- **Activity**: The response must reproduce every record below without alteration.

[[ Source data open ]]

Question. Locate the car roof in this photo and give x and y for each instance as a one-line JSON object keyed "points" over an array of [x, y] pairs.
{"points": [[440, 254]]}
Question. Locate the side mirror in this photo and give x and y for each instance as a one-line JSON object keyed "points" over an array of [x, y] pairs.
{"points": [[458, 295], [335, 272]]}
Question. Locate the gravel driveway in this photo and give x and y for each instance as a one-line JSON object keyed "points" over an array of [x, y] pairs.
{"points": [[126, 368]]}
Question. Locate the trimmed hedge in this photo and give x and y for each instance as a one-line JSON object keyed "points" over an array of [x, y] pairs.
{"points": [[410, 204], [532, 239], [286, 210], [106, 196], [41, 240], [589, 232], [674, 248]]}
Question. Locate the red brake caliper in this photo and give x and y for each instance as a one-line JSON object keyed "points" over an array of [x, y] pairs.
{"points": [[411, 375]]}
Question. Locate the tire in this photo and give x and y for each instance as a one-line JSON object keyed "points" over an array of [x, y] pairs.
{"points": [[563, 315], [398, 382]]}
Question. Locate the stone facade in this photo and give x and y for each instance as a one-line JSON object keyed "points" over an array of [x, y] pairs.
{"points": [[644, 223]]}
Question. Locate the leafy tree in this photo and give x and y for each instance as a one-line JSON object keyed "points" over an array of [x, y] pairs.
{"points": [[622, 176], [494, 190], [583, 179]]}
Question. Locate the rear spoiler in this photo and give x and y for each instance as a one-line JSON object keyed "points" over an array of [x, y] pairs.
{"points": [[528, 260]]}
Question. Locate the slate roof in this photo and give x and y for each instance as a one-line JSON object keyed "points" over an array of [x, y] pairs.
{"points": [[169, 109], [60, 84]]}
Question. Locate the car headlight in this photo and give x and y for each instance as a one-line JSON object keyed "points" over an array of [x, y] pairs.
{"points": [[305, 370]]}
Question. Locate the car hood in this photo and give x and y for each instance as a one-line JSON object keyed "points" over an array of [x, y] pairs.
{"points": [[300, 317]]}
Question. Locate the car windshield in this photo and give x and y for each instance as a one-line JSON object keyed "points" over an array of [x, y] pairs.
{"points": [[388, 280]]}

[[ Source data closed ]]

- **Reply to the task**:
Question. Locate the car roof in this photo and give x and y for each instance as a one-line JSON object keyed "points" over an array of [x, y] pairs.
{"points": [[440, 254]]}
Question. Locate the side mirror in this photo and give x and y for each instance as a one-line JSON object keyed "points" over an array of [x, y] pairs.
{"points": [[458, 295], [335, 272]]}
Question. Locate the gravel driveway in this photo and give x and y for each instance as a one-line JSON object keyed "points" over an array of [x, y] pairs.
{"points": [[126, 368]]}
Question. Locate the trimmed hedge in this photo and give x and y for each instance as a one-line JSON object keyed "points" over an array of [x, y] pairs.
{"points": [[410, 204], [532, 239], [286, 210], [106, 196], [41, 240], [589, 232], [674, 248]]}
Question. Locate the red brake caliper in this photo and give x and y for each instance as a one-line JSON object keyed "points" over an array of [x, y] pairs.
{"points": [[411, 375]]}
Question. Locate the tire in this photo and give x and y for each instance as a one-line JSON object keyed "points" over an array of [x, y] pairs.
{"points": [[563, 315], [398, 382]]}
Question. Locate the stone facade in this photo and give x and y for each instance as a one-line JSON object keyed "points" over an array of [x, y] pairs.
{"points": [[644, 223]]}
Question. Locate the leafy tree in this photo and give x and y for each instance as a one-line JSON object keyed "points" over an array of [x, y] pairs.
{"points": [[622, 176], [494, 190], [583, 179]]}
Question. Locate the rear spoiler in this photo and give x and y for each instance as a one-line JSON object keyed "points" over an array of [x, y] pairs.
{"points": [[528, 260]]}
Question. Locate the slate roof in this photo and give x and y for each instance as a one-line JSON object keyed "points" over an array of [x, y] pairs.
{"points": [[169, 109], [60, 84]]}
Question. Locate the car headlight in this photo and give x and y for each instance as a one-line JSON object keyed "points" over an array of [x, y] pairs.
{"points": [[305, 370]]}
Question. Locate the car hood in this photo and give x and y for each instance as a one-line JSON object keyed "points" over an array of [x, y] pairs.
{"points": [[300, 317]]}
Question. Locate the car windshield in this photo and give x and y for each instance as a one-line JSON object keyed "points" over an array of [x, y] pairs.
{"points": [[388, 280]]}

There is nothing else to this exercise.